Rewrite every line of the material below as a numbered list, leaving out any blank lines.

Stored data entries
— begin —

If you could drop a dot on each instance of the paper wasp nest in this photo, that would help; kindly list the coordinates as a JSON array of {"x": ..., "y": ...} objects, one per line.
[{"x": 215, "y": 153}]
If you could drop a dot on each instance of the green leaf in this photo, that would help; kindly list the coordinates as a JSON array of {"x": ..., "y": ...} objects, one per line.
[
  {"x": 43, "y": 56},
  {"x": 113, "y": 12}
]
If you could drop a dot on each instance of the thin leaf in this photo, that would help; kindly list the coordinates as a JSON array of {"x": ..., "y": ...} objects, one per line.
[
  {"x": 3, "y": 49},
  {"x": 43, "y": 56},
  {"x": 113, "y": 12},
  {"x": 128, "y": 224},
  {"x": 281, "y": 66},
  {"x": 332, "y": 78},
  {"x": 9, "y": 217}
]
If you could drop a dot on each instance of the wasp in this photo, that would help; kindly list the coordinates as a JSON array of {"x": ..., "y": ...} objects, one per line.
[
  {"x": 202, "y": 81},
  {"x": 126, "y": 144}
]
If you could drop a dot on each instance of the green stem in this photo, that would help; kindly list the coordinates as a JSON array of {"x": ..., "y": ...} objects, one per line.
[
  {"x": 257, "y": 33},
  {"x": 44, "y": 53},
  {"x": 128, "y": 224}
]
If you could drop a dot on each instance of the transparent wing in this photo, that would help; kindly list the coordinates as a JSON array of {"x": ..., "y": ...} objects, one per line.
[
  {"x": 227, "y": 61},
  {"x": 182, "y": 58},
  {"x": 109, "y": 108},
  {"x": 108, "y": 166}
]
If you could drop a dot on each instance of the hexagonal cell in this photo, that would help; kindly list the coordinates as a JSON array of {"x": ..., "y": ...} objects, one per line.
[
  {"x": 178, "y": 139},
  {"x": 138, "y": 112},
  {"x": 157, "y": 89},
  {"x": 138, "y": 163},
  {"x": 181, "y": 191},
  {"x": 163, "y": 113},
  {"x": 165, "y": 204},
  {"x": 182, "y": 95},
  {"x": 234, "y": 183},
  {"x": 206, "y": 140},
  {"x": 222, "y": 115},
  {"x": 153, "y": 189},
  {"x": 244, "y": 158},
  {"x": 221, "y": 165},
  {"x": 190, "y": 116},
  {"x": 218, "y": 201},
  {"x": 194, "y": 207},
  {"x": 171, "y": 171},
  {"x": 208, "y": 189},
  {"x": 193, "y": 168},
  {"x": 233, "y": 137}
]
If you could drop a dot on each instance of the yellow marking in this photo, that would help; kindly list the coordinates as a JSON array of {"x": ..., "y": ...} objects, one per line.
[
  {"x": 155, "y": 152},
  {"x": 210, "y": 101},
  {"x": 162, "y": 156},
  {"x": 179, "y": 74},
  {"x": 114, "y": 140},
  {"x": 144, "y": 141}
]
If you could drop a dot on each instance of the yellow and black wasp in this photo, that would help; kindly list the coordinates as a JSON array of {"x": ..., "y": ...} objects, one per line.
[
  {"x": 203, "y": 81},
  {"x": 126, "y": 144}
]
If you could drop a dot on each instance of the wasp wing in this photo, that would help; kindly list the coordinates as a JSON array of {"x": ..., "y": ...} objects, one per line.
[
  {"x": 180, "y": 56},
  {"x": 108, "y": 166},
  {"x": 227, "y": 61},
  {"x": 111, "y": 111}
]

— end —

◆ **OUTPUT OF THE TASK**
1. If you could drop a dot on each instance of the paper wasp nest in this photo, that would help; kindly list the coordinates as a JSON array of {"x": ..., "y": ...} objects, one per line.
2. [{"x": 215, "y": 153}]
3. If you could drop a dot on each instance of the green leaf in this photo, that would help; kindly list the coordinates as a JSON array of {"x": ..., "y": ...} objects, one per line.
4. [
5.   {"x": 43, "y": 56},
6.   {"x": 113, "y": 12}
7. ]
8. If you could drop a dot on each instance of the thin leaf in this photo, that would help; kindly list the coordinates as a JSON array of {"x": ..., "y": ...} objects, one per line.
9. [
10.   {"x": 3, "y": 49},
11.   {"x": 43, "y": 56},
12.   {"x": 113, "y": 12},
13.   {"x": 128, "y": 224},
14.   {"x": 281, "y": 66},
15.   {"x": 332, "y": 78},
16.   {"x": 9, "y": 217}
17. ]
18. If you could drop a dot on each instance of the wasp in this photo, that would help; kindly list the coordinates as a JSON array of {"x": ..., "y": ...} objects, one per line.
19. [
20.   {"x": 202, "y": 81},
21.   {"x": 126, "y": 144}
22. ]
23. If you could drop a dot on each instance of the green stem in this photo, that would help; kindly list the coordinates as a JSON array of {"x": ..., "y": ...} objects, one per line.
24. [
25.   {"x": 257, "y": 33},
26.   {"x": 44, "y": 53},
27.   {"x": 128, "y": 224}
28. ]
29. If you could drop a dot on each instance of the transparent wing in this photo, that would help; kindly list the coordinates as a JSON array of {"x": ..., "y": ...} objects, one per line.
30. [
31.   {"x": 227, "y": 61},
32.   {"x": 182, "y": 58},
33.   {"x": 109, "y": 108},
34.   {"x": 108, "y": 166}
35. ]
36. If you could drop a dot on each instance of the hexagonal cell in this photo, that would help; kindly list the coordinates as a JSON array of {"x": ..., "y": ...} objects, one per line.
37. [
38.   {"x": 178, "y": 139},
39.   {"x": 138, "y": 112},
40.   {"x": 157, "y": 89},
41.   {"x": 138, "y": 163},
42.   {"x": 181, "y": 191},
43.   {"x": 163, "y": 113},
44.   {"x": 165, "y": 204},
45.   {"x": 182, "y": 95},
46.   {"x": 234, "y": 183},
47.   {"x": 206, "y": 140},
48.   {"x": 222, "y": 115},
49.   {"x": 153, "y": 189},
50.   {"x": 244, "y": 158},
51.   {"x": 221, "y": 165},
52.   {"x": 190, "y": 116},
53.   {"x": 218, "y": 201},
54.   {"x": 194, "y": 207},
55.   {"x": 171, "y": 171},
56.   {"x": 208, "y": 189},
57.   {"x": 193, "y": 168},
58.   {"x": 233, "y": 137}
59. ]
60. If you could drop a dot on each instance of the yellow marking in this photo, that would help; kindly list the coordinates as a JSON array of {"x": ..., "y": ...} objects, one per line.
61. [
62.   {"x": 155, "y": 152},
63.   {"x": 210, "y": 101},
64.   {"x": 162, "y": 156},
65.   {"x": 179, "y": 74},
66.   {"x": 114, "y": 140},
67.   {"x": 144, "y": 141}
68. ]
69. If you could drop a dot on each instance of the yellow and black wasp in this photo, that would help; kindly list the coordinates as a JSON array of {"x": ..., "y": ...} objects, one per line.
70. [
71.   {"x": 203, "y": 81},
72.   {"x": 126, "y": 144}
73. ]
74. If you could drop a dot on each instance of the wasp wing in this photo, that would help; kindly list the coordinates as a JSON array of {"x": ..., "y": ...} objects, one per line.
75. [
76.   {"x": 180, "y": 56},
77.   {"x": 108, "y": 166},
78.   {"x": 227, "y": 61},
79.   {"x": 111, "y": 111}
80. ]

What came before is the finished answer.